→ **PASSAGE SHOWN**:
According to the Hamilton–Zuk hypothesis, female mate choice is based on the extent to which male secondary sexual characteristics are expressed, as these are thought to be indicative of a heritable resistance to pathogens. A meta-analysis reviewed studies exploring the magnitude of the relationship between expression of secondary sexual characteristics and parasite intensity, as well as level of host immune functioning. Consistent with the hypothesis proposed by Hamilton and Zuk, the meta-analysis revealed that males with the fewest parasites and/or the strongest immune systems typically had the most extravagant secondary sexual characteristics. With regards to parasite-stress theory, these findings would be interpreted as those men who have encountered more parasites – or are naturally less capable of dealing with parasites – are also less desirable mates to females, due to a lower genetic quality for the potential offspring.

=== Immunocompetence handicap hypothesis ===

This hypothesis extends Zahavi's handicap principle in suggesting that testosterone is responsible for the production of male secondary sexual traits while also suppressing the immune system. It therefore proposes that these traits are honest signals of mate quality because only males with 'good genes' should be able to fully express them without being vulnerable to parasite attack. Males will, therefore, demonstrate their high genetic quality by developing more attractive honest signals in substitute for their immune system's strength. These honest signals require testosterone, which simultaneously suppresses the immune system.

A meta-analysis revealed that evidence for a direct effect of testosterone on the expression of sexual traits and the suppression of immunocompetence was weak. It was found, however, that increased testosterone influenced parasite loads, indicating an indirect role of the hormone in immune function.

→ **Pointing data for referring expressions**:
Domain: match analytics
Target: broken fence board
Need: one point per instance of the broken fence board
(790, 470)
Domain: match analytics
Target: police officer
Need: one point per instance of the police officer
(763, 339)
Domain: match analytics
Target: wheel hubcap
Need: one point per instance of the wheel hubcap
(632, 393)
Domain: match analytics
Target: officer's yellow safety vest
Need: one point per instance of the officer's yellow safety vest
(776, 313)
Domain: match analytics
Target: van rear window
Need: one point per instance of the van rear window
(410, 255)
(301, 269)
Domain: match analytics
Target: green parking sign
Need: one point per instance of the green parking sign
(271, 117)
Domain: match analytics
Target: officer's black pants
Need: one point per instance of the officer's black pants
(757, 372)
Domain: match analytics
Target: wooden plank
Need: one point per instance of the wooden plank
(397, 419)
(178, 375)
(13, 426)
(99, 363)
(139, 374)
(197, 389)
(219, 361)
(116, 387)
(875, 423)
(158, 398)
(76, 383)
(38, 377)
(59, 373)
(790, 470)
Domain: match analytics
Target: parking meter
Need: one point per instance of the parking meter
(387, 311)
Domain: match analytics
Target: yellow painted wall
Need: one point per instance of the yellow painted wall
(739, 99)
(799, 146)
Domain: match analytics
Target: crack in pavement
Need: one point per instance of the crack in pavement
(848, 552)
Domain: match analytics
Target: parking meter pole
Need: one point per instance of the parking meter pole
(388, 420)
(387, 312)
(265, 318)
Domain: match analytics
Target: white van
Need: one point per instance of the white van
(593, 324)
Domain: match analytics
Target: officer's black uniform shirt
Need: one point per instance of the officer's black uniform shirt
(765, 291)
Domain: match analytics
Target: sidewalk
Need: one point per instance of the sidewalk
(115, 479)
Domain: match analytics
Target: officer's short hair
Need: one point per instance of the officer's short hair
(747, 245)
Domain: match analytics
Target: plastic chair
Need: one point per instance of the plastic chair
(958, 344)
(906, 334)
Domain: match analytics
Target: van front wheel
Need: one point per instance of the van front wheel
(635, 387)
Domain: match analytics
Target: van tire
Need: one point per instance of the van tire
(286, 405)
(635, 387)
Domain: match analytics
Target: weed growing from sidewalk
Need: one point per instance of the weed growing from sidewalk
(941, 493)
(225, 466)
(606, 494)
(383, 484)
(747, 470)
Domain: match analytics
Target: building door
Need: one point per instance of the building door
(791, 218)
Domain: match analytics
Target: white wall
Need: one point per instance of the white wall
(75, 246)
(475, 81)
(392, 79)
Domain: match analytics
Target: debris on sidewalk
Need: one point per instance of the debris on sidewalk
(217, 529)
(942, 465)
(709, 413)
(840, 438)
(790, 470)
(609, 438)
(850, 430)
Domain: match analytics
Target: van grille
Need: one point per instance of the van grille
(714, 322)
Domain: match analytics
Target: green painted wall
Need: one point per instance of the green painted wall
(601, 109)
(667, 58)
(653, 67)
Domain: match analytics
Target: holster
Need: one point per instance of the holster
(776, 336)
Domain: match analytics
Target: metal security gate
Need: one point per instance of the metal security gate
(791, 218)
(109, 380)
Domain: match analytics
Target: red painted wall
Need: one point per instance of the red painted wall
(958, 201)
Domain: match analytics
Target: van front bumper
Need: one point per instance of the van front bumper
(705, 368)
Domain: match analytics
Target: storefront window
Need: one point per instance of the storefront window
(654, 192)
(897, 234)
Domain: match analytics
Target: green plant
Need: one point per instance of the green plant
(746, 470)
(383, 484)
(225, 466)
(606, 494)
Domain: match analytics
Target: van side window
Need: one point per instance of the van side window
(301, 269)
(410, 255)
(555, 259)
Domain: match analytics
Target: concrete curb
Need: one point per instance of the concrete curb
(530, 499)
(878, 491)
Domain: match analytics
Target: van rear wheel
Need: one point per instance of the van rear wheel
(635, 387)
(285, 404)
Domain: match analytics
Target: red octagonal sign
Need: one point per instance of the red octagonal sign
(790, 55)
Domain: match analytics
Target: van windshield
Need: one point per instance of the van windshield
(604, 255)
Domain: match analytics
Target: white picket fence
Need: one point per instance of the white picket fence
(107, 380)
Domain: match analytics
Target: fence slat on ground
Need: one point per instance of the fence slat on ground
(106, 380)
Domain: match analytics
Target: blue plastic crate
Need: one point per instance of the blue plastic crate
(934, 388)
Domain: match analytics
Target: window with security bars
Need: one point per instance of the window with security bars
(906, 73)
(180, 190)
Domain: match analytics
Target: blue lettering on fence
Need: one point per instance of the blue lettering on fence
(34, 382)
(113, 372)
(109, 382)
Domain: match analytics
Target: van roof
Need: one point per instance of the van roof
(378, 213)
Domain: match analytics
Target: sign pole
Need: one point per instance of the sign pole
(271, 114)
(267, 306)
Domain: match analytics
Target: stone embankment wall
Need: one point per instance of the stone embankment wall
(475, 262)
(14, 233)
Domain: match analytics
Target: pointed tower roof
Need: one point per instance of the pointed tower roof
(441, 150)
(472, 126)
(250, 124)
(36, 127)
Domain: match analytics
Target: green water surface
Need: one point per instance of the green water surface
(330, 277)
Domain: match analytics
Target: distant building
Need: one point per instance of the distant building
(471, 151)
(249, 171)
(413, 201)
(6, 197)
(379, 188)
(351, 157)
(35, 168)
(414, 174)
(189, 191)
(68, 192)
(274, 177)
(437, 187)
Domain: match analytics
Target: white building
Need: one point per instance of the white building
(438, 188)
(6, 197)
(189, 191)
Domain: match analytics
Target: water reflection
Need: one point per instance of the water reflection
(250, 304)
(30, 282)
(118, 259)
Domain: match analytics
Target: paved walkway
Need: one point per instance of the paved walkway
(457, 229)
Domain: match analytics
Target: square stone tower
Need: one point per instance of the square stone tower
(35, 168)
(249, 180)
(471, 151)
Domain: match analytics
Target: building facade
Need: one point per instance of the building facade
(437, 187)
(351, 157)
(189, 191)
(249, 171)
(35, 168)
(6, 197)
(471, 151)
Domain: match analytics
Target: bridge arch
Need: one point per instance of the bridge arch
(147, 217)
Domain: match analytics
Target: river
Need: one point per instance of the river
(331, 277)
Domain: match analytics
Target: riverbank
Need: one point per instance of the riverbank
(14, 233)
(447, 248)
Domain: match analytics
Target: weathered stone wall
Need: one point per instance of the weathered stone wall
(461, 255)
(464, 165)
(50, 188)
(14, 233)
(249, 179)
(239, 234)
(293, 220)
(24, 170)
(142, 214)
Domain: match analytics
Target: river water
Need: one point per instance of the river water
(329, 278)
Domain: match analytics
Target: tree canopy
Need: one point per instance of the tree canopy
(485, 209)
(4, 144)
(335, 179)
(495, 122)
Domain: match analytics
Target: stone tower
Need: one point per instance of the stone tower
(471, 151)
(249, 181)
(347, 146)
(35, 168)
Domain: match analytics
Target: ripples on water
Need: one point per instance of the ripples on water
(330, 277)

→ **EXERCISE**:
Please carry on the passage about parasites and mate choice, starting right after its last sentence.

→ **RESPONSE BOX**:
== Parasite-mediated domestication ==

According to the parasite-mediated domestication hypothesis, proposed by Skok in 2023, parasites (specifically endoparasites: helminths and protozoa) could play an important mediating role in the process of domestication, with a 'parasite effect' primarily involved in the emergence of the domesticated state (proto-domestication). The hypothesis states that parasites indirectly influence literally all of the main processes that otherwise underlie the domestication syndrome (abnormalities in the functioning of the neuro-neuroendocrine system, a developmental disruption of neural crest cell input to the affected phenotypic traits, etc.). The hypothesis predicts that the frequency of domestication syndrome traits such as tameness, depigmentation and mottling, floppy ears, short and curled tail, and reduced size of the adrenal glands from the wild population increases with decreasing genetic resistance to parasites and with increasing parasite load. The hypothesis further suggests that the features of the domestication syndrome may be genetically linked to genes related to resistance or tolerance to parasites, the role of miRNA in the process of epigenetic inheritance or the transgenerational inheritance of stress pathology.

== Interactions with developmental instability ==

Developmental instability is the inability of an organism to produce its optimal phenotype, due to genetic limitations and environmental stresses (such as parasite load).

=== Fluctuating asymmetry ===

Fluctuating asymmetry is the extent to which an organism deviates from perfect body symmetry. Asymmetry, an indicator of development, is exhibited by all organisms and is thus considered by scientists to be a reliable measure of developmental instability.

Research in a Dominican village, which measured the prevalence of protozoa and worm parasites in over 300 children, found a positive correlation between gut parasites and fluctuating asymmetry. This finding is indicative of how parasites negatively impact peoples' development and act as environmental stress factors.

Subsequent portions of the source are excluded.